Exercise instructions: Copy every line of the records below word for word, but leave out the pictures.
--- --- ---
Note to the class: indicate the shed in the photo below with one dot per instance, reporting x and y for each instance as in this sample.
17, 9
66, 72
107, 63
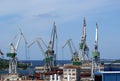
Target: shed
--- --- ---
The response:
Note to the class: indicate the shed in the photo below with one dot per instance, reporting x and y for each instance as in this sample.
17, 9
66, 72
107, 63
Target: shed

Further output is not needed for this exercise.